GESTELLTE AUFGABE A:
Wie oft müssen Hydrodehnspannfutter laut der Quelle spätestens zum Hersteller zurück?
GESTELLTE AUFGABE B:
Wie lautet der Satz „Der Energieverbrauch beim Schrumpfen ist im operativen Einsatz höher als beim hydraulischen Spannen.“ aus der Quelle auf Englisch?

QUELLE:
------------------------------------------------------------------------
Der Energieverbrauch beim Schrumpfen ist im operativen Einsatz höher als beim hydraulischen Spannen. Wenn man den gesamten Produktlebenszyklus einer Spannaufnahme betrachtet, zu dem die Herstellung, Wartung und Entsorgung zählen, ergibt sich ein ganz anderes Bild.

Die Herstellung eines Hydrodehnspannfutters benötigt aufgrund des komplizierteren Aufbaus deutlich mehr Aufwand und Energie. Denn zur hochpräzisen Zerspanung einzelner Komponenten kommt noch das Einlöten der Dehnhülse, eine zusätzliche Wärmebehandlung, damit die Lötstelle nicht bricht, sowie der Aufwand für Reinigung, Montage und das Befüllen mit Öl. „Aus unserer Erfahrung ist der energetische Aufwand bei der Produktion rund dreifach so hoch wie beim Schrumpffutter“, erklärt Andreas Haimer. „Wir haben in unserem breiten Portfolio neben Schrumpfaufnahmen auch Hydrodehnspannfutter, deren Listenpreise aufgrund der aufwendigen Herstellung allerdings beim zwei- bis dreifachen eines Schrumpffutters liegen. Für bestimmte Anwendungen sind sie die richtige Lösung. Nur nachhaltiger sind sie nicht. Unsere Analysen haben ergeben, dass ein Hydrodehnspannfutter in der Herstellung ca. 25 kWh mehr Energie benötigt als ein Schrumpffutter. Im Umkehrschluss bedeutet das auf den Produktlebenszyklus bezogen, dass man eine Schrumpfaufnahme bei einem Energiebedarf von 0,026 kWh pro Schrumpfung und Kühlung fast 1.000 Mal schrumpfen kann, bevor man mehr Energie benötigt als beim Hydrodehnspannfutter.“

Lebenszyklus und Prozesssicherheit sind entscheidend

Zum erhöhten Herstellungsaufwand kommt noch der Unterschied bezüglich der Wartung. Während Haimer Schrumpffutter durch die besonders hohe Güte des Warmarbeitsstahls wartungsfrei sind und in Kombination mit der patentierten Haimer Spulen- und Gerätetechnik unbegrenzt oft ein- und ausgeschrumpft werden können, müssen Hydrodehnspannfutter aufgrund des Verschleißes zur Kontrolle der Spannkraft, der Schmierung der Spannschraube und einer regelmäßigen Wartung des Futters spätestens alle 2-3 Jahre zurück zum Hersteller. Die enthaltene Hydraulikflüssigkeit macht auch die umweltgerechte Entsorgung schwieriger als bei Schrumpfaufnahmen, die keinerlei zusätzliche Komponenten enthalten. Neben dem Lebenszyklus weist auch das Thema der Prozesssicherheit signifikante Unterschiede auf: im Falle der Trockenbearbeitung oder mangelnder Kühlung im Zerspanungsprozess bergen Hydrodehnspannfutter aufgrund der hohen Hitzeentwicklung die Gefahr des Platzens der Spannkammern samt Werkzeugauszug und Ausschussrisikos. Schrumpffutter sind hier robuster und strapazierfähiger; will man einen Werkzeugauszug komplett ausschließen, gibt es bei Schrumpffuttern optional das Haimer Safe-Lock System für 100% Sicherheit.
------------------------------------------------------------------------
BEREITGESTELLTES MATERIAL:
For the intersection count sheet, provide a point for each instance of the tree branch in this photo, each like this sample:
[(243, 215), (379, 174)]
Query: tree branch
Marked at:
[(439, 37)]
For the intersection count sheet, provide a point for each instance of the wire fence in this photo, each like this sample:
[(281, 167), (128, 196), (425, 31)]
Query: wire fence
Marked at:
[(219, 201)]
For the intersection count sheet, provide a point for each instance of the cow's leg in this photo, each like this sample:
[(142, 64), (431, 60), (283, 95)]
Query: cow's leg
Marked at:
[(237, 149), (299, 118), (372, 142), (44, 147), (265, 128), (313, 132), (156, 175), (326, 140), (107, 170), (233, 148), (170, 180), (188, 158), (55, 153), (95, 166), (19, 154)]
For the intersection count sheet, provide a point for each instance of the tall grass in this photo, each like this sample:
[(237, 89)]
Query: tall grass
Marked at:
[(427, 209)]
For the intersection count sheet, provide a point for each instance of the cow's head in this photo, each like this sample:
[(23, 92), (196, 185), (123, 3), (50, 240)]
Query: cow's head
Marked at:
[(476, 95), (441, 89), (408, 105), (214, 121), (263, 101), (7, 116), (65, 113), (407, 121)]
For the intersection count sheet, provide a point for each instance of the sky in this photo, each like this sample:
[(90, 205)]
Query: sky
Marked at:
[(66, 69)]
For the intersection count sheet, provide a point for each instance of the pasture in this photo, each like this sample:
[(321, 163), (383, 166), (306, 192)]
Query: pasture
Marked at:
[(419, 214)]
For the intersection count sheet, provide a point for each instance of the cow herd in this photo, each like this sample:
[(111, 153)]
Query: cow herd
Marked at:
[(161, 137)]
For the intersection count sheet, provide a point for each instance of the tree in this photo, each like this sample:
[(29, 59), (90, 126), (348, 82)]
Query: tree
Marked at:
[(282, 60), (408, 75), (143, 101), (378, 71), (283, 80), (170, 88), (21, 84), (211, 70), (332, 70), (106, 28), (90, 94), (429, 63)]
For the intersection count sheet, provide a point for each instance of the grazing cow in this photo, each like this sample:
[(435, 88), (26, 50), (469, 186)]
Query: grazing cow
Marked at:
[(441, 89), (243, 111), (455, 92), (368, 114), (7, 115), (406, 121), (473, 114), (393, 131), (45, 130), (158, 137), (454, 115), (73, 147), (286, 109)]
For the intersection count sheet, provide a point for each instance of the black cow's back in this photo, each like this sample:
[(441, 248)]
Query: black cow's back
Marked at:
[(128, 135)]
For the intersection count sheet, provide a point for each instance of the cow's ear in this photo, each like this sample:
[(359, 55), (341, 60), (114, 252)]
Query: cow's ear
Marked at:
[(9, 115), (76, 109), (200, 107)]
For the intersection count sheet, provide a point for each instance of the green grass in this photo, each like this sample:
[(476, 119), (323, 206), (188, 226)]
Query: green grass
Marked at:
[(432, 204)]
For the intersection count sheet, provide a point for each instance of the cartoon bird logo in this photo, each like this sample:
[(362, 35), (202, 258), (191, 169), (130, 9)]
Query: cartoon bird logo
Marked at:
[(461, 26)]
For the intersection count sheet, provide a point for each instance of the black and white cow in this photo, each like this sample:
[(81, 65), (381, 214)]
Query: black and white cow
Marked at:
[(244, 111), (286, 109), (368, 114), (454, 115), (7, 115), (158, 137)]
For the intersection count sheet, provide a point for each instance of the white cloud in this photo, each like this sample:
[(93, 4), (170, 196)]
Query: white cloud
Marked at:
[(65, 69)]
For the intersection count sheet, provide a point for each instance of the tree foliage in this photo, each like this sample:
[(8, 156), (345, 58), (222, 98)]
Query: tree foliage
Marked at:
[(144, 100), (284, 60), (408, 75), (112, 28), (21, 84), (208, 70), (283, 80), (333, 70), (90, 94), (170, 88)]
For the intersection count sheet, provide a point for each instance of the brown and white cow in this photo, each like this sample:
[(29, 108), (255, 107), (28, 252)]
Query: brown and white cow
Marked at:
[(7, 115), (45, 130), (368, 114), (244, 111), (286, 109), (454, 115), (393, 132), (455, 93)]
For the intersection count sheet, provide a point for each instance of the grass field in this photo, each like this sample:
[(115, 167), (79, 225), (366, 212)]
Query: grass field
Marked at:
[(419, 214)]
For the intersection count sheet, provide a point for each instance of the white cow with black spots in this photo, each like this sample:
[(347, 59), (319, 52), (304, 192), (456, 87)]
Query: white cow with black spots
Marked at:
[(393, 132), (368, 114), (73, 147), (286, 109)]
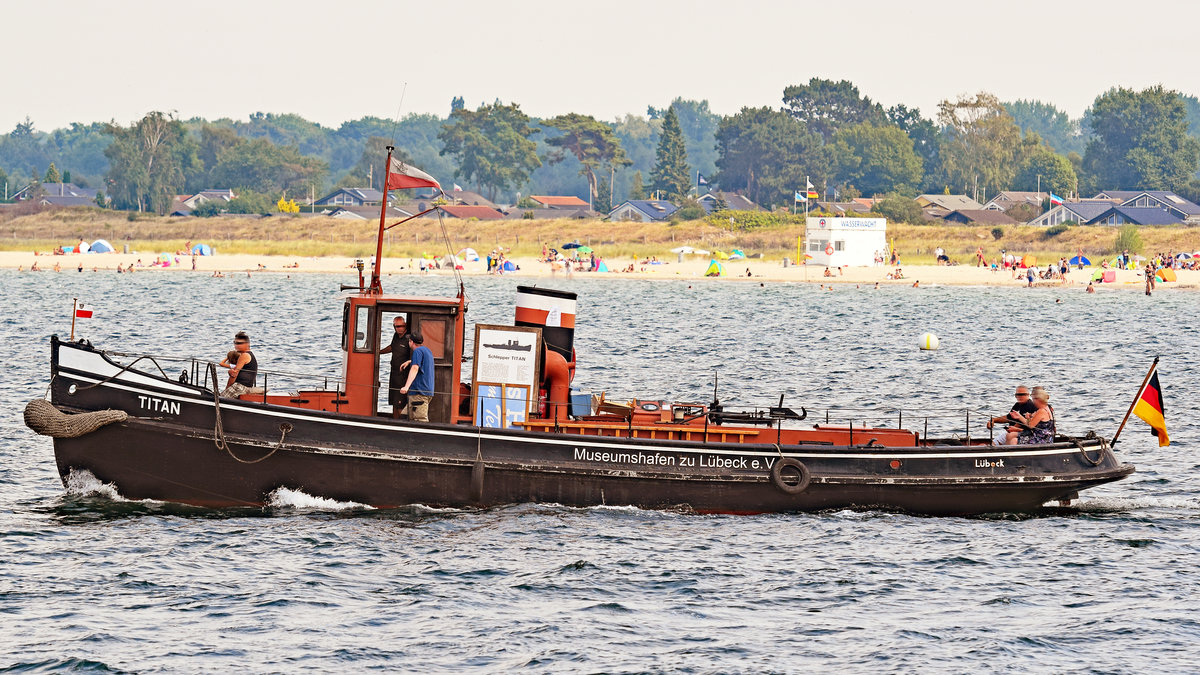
------------------------------------------------------------------------
ANTWORT A:
Spätestens alle 2–3 Jahre.

ANTWORT B:
In operational use, energy consumption is higher for shrink fitting than for hydraulic clamping.